> [Problem details]: Render every line of the items below as a Markdown table with the columns Row and Line, numbering each row and skipping blank lines. Leave the pictures out of your answer.

________

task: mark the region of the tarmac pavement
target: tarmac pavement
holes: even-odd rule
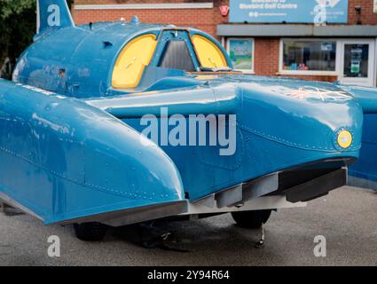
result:
[[[101,242],[83,242],[71,226],[44,226],[27,215],[0,214],[0,265],[377,265],[377,193],[343,187],[306,208],[273,213],[260,230],[242,229],[230,214],[160,224],[171,233],[166,248],[144,248],[139,227],[112,229]],[[60,257],[47,240],[60,239]],[[316,257],[314,238],[326,238],[326,257]]]

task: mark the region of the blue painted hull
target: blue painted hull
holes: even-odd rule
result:
[[[350,168],[350,185],[377,190],[377,88],[340,86],[357,99],[364,112],[362,147]]]

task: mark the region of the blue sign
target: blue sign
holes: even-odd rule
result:
[[[233,23],[347,23],[348,0],[231,0]]]

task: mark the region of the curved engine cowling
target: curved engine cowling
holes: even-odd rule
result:
[[[140,222],[186,205],[175,164],[141,134],[77,99],[5,81],[0,193],[47,224],[122,225],[133,223],[122,220],[124,210],[143,211],[130,215]]]

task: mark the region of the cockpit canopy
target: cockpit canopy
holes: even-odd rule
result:
[[[158,36],[158,37],[157,37]],[[114,67],[114,89],[138,86],[148,66],[185,72],[230,68],[218,43],[185,29],[137,36],[124,46]]]

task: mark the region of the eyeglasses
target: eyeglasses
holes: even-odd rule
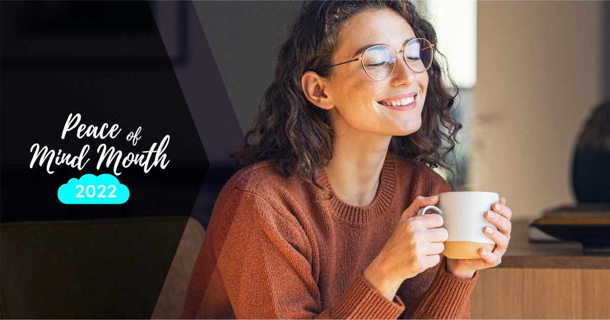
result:
[[[434,46],[434,45],[423,38],[417,38],[409,41],[400,51],[394,51],[387,46],[373,46],[365,50],[362,56],[358,59],[321,68],[316,71],[359,60],[362,63],[364,72],[366,72],[371,79],[383,80],[394,72],[394,68],[396,67],[395,54],[402,53],[403,59],[411,71],[423,72],[432,65]]]

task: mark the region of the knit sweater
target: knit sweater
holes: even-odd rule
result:
[[[317,181],[332,190],[323,170]],[[181,318],[467,319],[477,274],[459,279],[445,259],[391,301],[362,275],[416,197],[450,190],[428,166],[391,153],[366,207],[270,162],[245,167],[218,196]]]

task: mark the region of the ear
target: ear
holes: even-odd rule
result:
[[[328,96],[328,82],[324,81],[317,73],[306,71],[301,78],[305,97],[309,102],[322,109],[329,110],[335,105]]]

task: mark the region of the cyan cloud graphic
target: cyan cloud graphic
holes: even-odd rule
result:
[[[64,203],[119,204],[129,198],[129,189],[116,176],[108,173],[98,176],[87,173],[80,179],[73,178],[57,189],[57,198]]]

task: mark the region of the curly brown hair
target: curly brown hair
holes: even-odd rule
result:
[[[321,68],[333,63],[342,23],[358,12],[376,9],[393,10],[406,20],[417,38],[428,39],[439,47],[432,24],[408,1],[304,2],[280,48],[273,81],[259,106],[255,126],[246,134],[244,148],[231,155],[239,165],[271,160],[279,174],[288,176],[294,173],[320,186],[315,176],[332,158],[335,132],[328,111],[306,98],[301,77],[306,71],[317,70],[321,78],[328,79],[332,68]],[[462,125],[451,115],[458,87],[448,76],[446,61],[435,50],[427,71],[430,81],[422,126],[407,136],[392,137],[389,151],[451,172],[447,158],[457,142],[456,136]]]

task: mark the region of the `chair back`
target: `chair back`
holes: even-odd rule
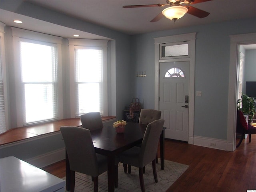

________

> [Complete output]:
| Row | Line |
|---|---|
| 1 | task: mark the region of the tarmac pavement |
| 2 | target: tarmac pavement |
| 3 | holes: even-odd rule |
| 4 | result: |
| 5 | [[[101,242],[83,242],[71,226],[44,226],[27,215],[0,214],[0,265],[377,265],[377,193],[343,187],[306,208],[273,213],[260,230],[242,229],[230,214],[160,224],[171,233],[166,248],[144,248],[139,227],[112,229]],[[60,257],[47,240],[60,239]],[[316,257],[314,238],[326,238],[326,257]]] |
| 6 | task: mark the region of the blue painted hull |
| 7 | target: blue painted hull |
| 8 | holes: even-odd rule |
| 9 | result: |
| 10 | [[[350,168],[350,185],[377,190],[377,88],[340,86],[357,99],[364,112],[362,147]]] |
| 11 | task: mark the region of the blue sign |
| 12 | target: blue sign |
| 13 | holes: even-odd rule |
| 14 | result: |
| 15 | [[[233,23],[347,23],[348,0],[231,0]]] |
| 16 | task: mark the region of the curved engine cowling |
| 17 | target: curved engine cowling |
| 18 | holes: even-odd rule |
| 19 | result: |
| 20 | [[[140,222],[186,205],[175,164],[141,134],[77,99],[5,81],[0,193],[47,224],[122,225],[133,223],[122,220],[124,210],[143,211],[130,215]]] |
| 21 | task: mark the region of the cockpit canopy |
| 22 | target: cockpit canopy |
| 23 | holes: even-odd rule |
| 24 | result: |
| 25 | [[[158,36],[158,37],[157,37]],[[114,67],[114,89],[138,86],[148,66],[185,72],[230,68],[218,43],[185,29],[137,36],[124,46]]] |
| 26 | task: mark the region of the eyeglasses |
| 27 | target: eyeglasses |
| 28 | holes: even-odd rule |
| 29 | result: |
| 30 | [[[434,46],[434,45],[423,38],[417,38],[409,41],[400,51],[394,51],[387,46],[373,46],[365,50],[362,56],[358,59],[321,68],[316,71],[359,60],[362,63],[364,72],[366,72],[371,79],[383,80],[394,72],[394,68],[396,67],[395,54],[402,53],[403,59],[411,71],[423,72],[432,65]]] |
| 31 | task: mark the region of the knit sweater |
| 32 | target: knit sweater |
| 33 | holes: even-odd rule |
| 34 | result: |
| 35 | [[[317,181],[332,190],[323,170]],[[181,318],[467,319],[477,274],[459,279],[445,259],[391,301],[362,275],[416,197],[450,190],[428,166],[391,153],[366,207],[270,162],[245,167],[218,196]]] |
| 36 | task: mark the region of the ear |
| 37 | target: ear |
| 38 | holes: even-odd rule |
| 39 | result: |
| 40 | [[[328,96],[328,82],[324,81],[317,73],[306,71],[301,78],[305,97],[309,102],[322,109],[329,110],[335,105]]] |
| 41 | task: mark the region of the cyan cloud graphic |
| 42 | target: cyan cloud graphic |
| 43 | holes: even-odd rule |
| 44 | result: |
| 45 | [[[64,203],[119,204],[129,198],[129,189],[116,176],[108,173],[98,176],[87,173],[80,179],[73,178],[57,189],[57,198]]] |
| 46 | task: mark the region of the curly brown hair |
| 47 | target: curly brown hair |
| 48 | holes: even-odd rule |
| 49 | result: |
| 50 | [[[321,68],[333,63],[342,23],[358,12],[376,9],[393,10],[406,20],[417,38],[428,39],[439,47],[432,24],[408,1],[304,2],[280,48],[273,81],[259,106],[255,126],[246,134],[244,148],[231,155],[239,165],[271,160],[279,174],[288,176],[294,173],[320,186],[315,176],[332,158],[335,132],[328,111],[306,98],[301,77],[306,71],[317,70],[321,78],[328,79],[332,68]],[[462,125],[451,115],[458,87],[448,76],[446,61],[435,50],[427,71],[430,81],[422,126],[407,136],[392,137],[389,151],[451,172],[447,158],[457,142],[456,136]]] |
| 51 | task: mark the region of the `chair back` |
| 52 | target: `chair back` |
| 53 | holes: even-odd rule |